Task:
Only what runs from the line with "Target: gray sky" to the final line of the records below should be given again, word for word.

Extracted records:

__________________________________________________

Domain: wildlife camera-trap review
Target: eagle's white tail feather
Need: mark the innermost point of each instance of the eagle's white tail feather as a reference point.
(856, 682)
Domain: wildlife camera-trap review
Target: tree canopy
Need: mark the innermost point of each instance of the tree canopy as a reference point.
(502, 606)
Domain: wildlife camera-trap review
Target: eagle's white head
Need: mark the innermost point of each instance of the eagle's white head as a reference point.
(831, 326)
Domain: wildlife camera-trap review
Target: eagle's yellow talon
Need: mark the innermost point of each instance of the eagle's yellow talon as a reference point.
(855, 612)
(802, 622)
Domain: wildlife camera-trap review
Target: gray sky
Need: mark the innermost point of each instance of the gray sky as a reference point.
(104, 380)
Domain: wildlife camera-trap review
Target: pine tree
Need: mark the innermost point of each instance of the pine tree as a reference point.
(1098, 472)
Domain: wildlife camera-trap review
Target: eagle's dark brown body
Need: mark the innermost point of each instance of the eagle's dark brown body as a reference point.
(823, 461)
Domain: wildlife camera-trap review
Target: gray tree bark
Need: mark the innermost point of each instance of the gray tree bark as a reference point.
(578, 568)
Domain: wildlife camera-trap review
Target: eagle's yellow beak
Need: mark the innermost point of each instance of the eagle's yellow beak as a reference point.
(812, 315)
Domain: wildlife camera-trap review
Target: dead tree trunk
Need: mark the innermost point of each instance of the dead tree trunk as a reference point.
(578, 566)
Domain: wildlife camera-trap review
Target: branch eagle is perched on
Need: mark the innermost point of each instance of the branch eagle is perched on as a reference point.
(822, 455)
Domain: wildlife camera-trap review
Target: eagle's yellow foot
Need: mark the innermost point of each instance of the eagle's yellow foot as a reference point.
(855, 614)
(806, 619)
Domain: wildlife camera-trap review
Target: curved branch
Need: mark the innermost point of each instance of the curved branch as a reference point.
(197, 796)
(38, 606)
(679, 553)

__________________________________________________

Solution to this problem:
Target: gray sky
Need: mark the innermost point of each instance of the gray sky as a reference point.
(104, 380)
Domain: wildlife camera-trap review
Target: pine tree
Need: mark the innermost point of each instance of the pine tree as a reference point.
(1098, 472)
Domain: wildlife camera-trap review
Target: eagle's dark brown body
Need: mark the innermost point of each instance of the eagle's dark brown body as a reference point.
(823, 461)
Domain: wildlife camera-trap review
Target: gray tree bark
Need: mark the innermost point of each instance of the gray tree bark as a reference point.
(578, 568)
Domain: wildlife camera-trap review
Target: eagle's yellow beak
Need: mark the innermost point of each instance of the eagle's yellow beak as a reference point.
(812, 315)
Domain: wildlife camera-trap review
Target: dead tree trunk
Need: mark the innermost point of each instance of the dead tree trunk as a reference point.
(578, 566)
Domain: wildlife camera-trap review
Target: branch eagle is perched on
Need: mark the innermost point of each instance of the branch eagle is perched on as a reference point.
(822, 455)
Domain: wildlife camera-trap review
Target: eagle's yellow foot
Need: mark the innermost point of each instance of the eagle's yellow foot as a reference point.
(855, 614)
(806, 619)
Domain: wildlife camera-trap review
Target: curved branch
Need: mark the innermost point of each instance of the curved branch as a reference point.
(197, 796)
(38, 606)
(679, 553)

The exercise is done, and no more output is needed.